[INSTRUCTIONS TO FOLLOW] Reproduce the material below with "Retail shelf audit" replaced by "Home interior review" throughout, leaving everything else unchanged. Omit the pictures from your answer.

---- DATA RECORDS

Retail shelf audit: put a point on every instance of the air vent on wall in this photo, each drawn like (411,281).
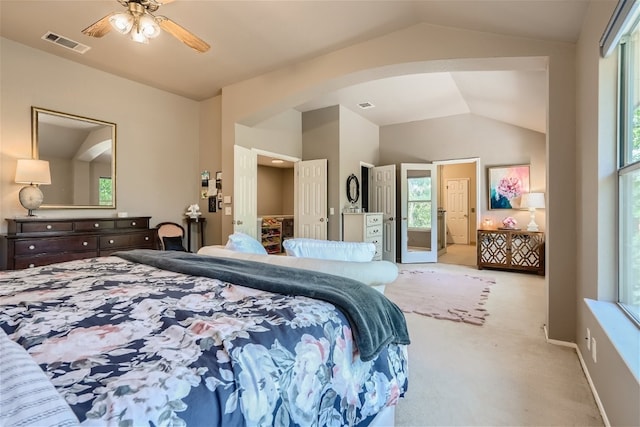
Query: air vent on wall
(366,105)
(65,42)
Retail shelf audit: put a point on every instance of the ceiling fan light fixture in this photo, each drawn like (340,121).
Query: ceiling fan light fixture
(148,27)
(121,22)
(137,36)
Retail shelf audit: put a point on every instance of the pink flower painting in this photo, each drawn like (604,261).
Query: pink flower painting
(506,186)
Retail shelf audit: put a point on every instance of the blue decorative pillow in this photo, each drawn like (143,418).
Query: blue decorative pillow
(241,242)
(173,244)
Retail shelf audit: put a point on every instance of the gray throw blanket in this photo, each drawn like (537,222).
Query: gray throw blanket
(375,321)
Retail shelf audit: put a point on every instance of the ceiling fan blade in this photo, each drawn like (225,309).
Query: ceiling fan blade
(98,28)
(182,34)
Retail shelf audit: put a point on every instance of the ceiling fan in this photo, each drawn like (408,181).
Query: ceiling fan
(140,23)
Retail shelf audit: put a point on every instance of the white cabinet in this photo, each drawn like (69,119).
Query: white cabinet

--------

[COMPLETED EXERCISE]
Home interior review: put a point on every instance of the air vent on wall in this photo, each drawn like (411,281).
Query: air vent on wall
(366,105)
(65,42)
Home interior review: put a point on every instance of the ceiling fan light fixture in this photo, each drawn like (340,121).
Query: ceiling fan light fixture
(148,27)
(121,22)
(137,36)
Home interior review: put a point on every instance of the pink flower painting in this photo, each drawn like (604,261).
Query: pink flower painting
(506,186)
Home interior review: put a point on every instance of the blue decorative pillow in this photo, each drawn like (143,418).
Query: blue decorative pillow
(241,242)
(173,244)
Home interior review: put a point on every instance of the gray throw blanket in this photo, each drawn like (537,222).
Query: gray throw blanket
(375,321)
Home interior review: put a point on every instance of the ceiling fan blade in this photo, each drawn like (225,309).
Query: ceiling fan blade
(98,28)
(182,34)
Home interior review: put a point on every instance of the ceiling fan in this photo, each drawn like (408,181).
Query: ceiling fan
(140,23)
Home interior review: put a point on every instance of the white cabinet in this photo, each drawn like (69,119).
Query: white cabinet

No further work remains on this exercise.